**Records for this task**

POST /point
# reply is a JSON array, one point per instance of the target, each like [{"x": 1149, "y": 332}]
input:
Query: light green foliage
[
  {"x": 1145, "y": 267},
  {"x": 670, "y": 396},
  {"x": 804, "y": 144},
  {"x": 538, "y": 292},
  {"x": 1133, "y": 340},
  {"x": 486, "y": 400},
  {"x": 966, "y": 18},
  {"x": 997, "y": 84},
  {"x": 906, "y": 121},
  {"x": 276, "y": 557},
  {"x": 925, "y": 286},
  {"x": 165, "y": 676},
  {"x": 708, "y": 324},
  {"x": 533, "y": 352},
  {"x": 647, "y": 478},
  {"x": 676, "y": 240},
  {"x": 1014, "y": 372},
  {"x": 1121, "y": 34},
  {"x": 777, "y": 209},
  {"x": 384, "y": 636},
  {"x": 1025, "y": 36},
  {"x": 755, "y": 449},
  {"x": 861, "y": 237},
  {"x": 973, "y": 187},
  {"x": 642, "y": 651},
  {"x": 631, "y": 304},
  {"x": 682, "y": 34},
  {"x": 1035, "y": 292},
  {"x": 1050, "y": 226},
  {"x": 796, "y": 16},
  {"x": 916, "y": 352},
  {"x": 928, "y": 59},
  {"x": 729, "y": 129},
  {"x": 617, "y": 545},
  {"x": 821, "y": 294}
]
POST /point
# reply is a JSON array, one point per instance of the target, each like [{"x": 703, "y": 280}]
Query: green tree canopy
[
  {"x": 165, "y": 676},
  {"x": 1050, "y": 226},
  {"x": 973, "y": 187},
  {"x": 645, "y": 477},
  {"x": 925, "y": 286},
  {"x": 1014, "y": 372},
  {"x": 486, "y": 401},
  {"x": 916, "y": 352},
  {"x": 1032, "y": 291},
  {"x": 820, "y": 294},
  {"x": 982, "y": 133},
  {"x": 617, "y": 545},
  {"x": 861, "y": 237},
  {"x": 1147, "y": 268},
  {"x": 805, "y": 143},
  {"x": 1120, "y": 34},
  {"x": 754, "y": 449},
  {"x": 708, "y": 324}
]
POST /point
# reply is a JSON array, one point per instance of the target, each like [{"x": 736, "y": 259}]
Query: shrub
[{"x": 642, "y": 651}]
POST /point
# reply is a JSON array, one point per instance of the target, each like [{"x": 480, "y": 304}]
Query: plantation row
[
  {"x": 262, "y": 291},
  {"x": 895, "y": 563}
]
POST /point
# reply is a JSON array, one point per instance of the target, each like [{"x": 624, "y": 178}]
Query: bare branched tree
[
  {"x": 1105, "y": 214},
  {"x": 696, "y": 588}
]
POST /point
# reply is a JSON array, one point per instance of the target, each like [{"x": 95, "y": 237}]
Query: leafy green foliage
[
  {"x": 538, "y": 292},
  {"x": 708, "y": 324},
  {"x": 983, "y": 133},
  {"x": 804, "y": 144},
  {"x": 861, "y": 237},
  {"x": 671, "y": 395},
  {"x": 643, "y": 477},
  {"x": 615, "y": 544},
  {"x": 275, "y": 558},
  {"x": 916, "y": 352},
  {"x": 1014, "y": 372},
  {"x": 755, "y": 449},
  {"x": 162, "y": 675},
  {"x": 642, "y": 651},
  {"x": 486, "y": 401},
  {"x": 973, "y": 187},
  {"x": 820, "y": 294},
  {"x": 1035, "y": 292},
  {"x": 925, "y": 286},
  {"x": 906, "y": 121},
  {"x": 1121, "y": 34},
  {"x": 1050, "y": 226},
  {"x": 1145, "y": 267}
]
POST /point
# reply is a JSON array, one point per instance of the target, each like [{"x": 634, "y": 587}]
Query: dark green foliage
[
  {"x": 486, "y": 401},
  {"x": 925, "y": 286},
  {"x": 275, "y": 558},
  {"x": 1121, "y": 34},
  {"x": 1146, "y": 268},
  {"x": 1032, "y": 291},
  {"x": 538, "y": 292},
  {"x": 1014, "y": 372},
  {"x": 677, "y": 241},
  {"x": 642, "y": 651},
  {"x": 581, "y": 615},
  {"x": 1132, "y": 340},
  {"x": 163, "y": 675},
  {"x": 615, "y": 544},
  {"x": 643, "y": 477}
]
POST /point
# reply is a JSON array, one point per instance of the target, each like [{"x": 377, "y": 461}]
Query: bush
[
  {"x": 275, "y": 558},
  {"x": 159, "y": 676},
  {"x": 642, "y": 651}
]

**Problem statement**
In full and exactly, transcribe the material above.

**Response**
POST /point
# reply is a JSON array, one point per instance of the target, each like [{"x": 1149, "y": 332}]
input:
Query: light green foliage
[
  {"x": 1145, "y": 267},
  {"x": 670, "y": 396},
  {"x": 804, "y": 144},
  {"x": 538, "y": 292},
  {"x": 1133, "y": 340},
  {"x": 486, "y": 400},
  {"x": 966, "y": 18},
  {"x": 997, "y": 84},
  {"x": 906, "y": 121},
  {"x": 276, "y": 557},
  {"x": 925, "y": 286},
  {"x": 165, "y": 676},
  {"x": 708, "y": 324},
  {"x": 533, "y": 352},
  {"x": 647, "y": 478},
  {"x": 676, "y": 240},
  {"x": 1014, "y": 372},
  {"x": 1121, "y": 34},
  {"x": 777, "y": 209},
  {"x": 384, "y": 636},
  {"x": 1025, "y": 36},
  {"x": 755, "y": 449},
  {"x": 861, "y": 237},
  {"x": 973, "y": 187},
  {"x": 642, "y": 651},
  {"x": 631, "y": 304},
  {"x": 682, "y": 34},
  {"x": 1035, "y": 292},
  {"x": 1050, "y": 226},
  {"x": 796, "y": 16},
  {"x": 916, "y": 352},
  {"x": 928, "y": 59},
  {"x": 729, "y": 129},
  {"x": 617, "y": 545},
  {"x": 821, "y": 294}
]
POST /point
# reply is a JSON array, one point per instance of the target, each like [{"x": 703, "y": 280}]
Query: green tree canopy
[
  {"x": 165, "y": 676},
  {"x": 1050, "y": 226},
  {"x": 973, "y": 187},
  {"x": 645, "y": 477},
  {"x": 925, "y": 286},
  {"x": 1014, "y": 372},
  {"x": 486, "y": 401},
  {"x": 916, "y": 352},
  {"x": 1032, "y": 291},
  {"x": 820, "y": 294},
  {"x": 982, "y": 133},
  {"x": 617, "y": 545},
  {"x": 861, "y": 237},
  {"x": 1147, "y": 268},
  {"x": 805, "y": 143},
  {"x": 1120, "y": 34},
  {"x": 754, "y": 449},
  {"x": 708, "y": 324}
]
POST /point
# reply is a JSON array, one point per instance of the target, each like [{"x": 736, "y": 259}]
Query: shrub
[{"x": 642, "y": 651}]
POST /point
# reply is a JSON array, one point per instance of the target, each like [{"x": 480, "y": 304}]
Query: plantation row
[
  {"x": 262, "y": 291},
  {"x": 895, "y": 563}
]
POST /point
# reply is a JSON array, one point per instance of the target, each like [{"x": 624, "y": 178}]
Query: bare branched tree
[
  {"x": 1105, "y": 214},
  {"x": 696, "y": 588}
]
POST /point
# reply is a JSON array, one point per instance of the target, each like [{"x": 95, "y": 237}]
Query: leafy green foliage
[
  {"x": 538, "y": 292},
  {"x": 708, "y": 324},
  {"x": 983, "y": 133},
  {"x": 804, "y": 144},
  {"x": 861, "y": 237},
  {"x": 671, "y": 395},
  {"x": 643, "y": 477},
  {"x": 615, "y": 544},
  {"x": 275, "y": 558},
  {"x": 916, "y": 352},
  {"x": 1014, "y": 372},
  {"x": 755, "y": 449},
  {"x": 162, "y": 675},
  {"x": 642, "y": 651},
  {"x": 486, "y": 401},
  {"x": 973, "y": 187},
  {"x": 820, "y": 294},
  {"x": 1035, "y": 292},
  {"x": 925, "y": 286},
  {"x": 906, "y": 121},
  {"x": 1121, "y": 34},
  {"x": 1050, "y": 226},
  {"x": 1145, "y": 267}
]
POST /point
# reply is a JSON array, one point per instance of the target, each like [{"x": 634, "y": 587}]
Query: dark green foliage
[
  {"x": 486, "y": 401},
  {"x": 925, "y": 286},
  {"x": 275, "y": 558},
  {"x": 1121, "y": 34},
  {"x": 1146, "y": 268},
  {"x": 1032, "y": 291},
  {"x": 538, "y": 292},
  {"x": 1014, "y": 372},
  {"x": 677, "y": 241},
  {"x": 642, "y": 651},
  {"x": 581, "y": 615},
  {"x": 1132, "y": 340},
  {"x": 163, "y": 675},
  {"x": 615, "y": 544},
  {"x": 643, "y": 477}
]
POST /point
# reply is a JSON array, one point per instance of the target, each like [{"x": 377, "y": 461}]
Query: bush
[
  {"x": 275, "y": 558},
  {"x": 159, "y": 676},
  {"x": 642, "y": 651}
]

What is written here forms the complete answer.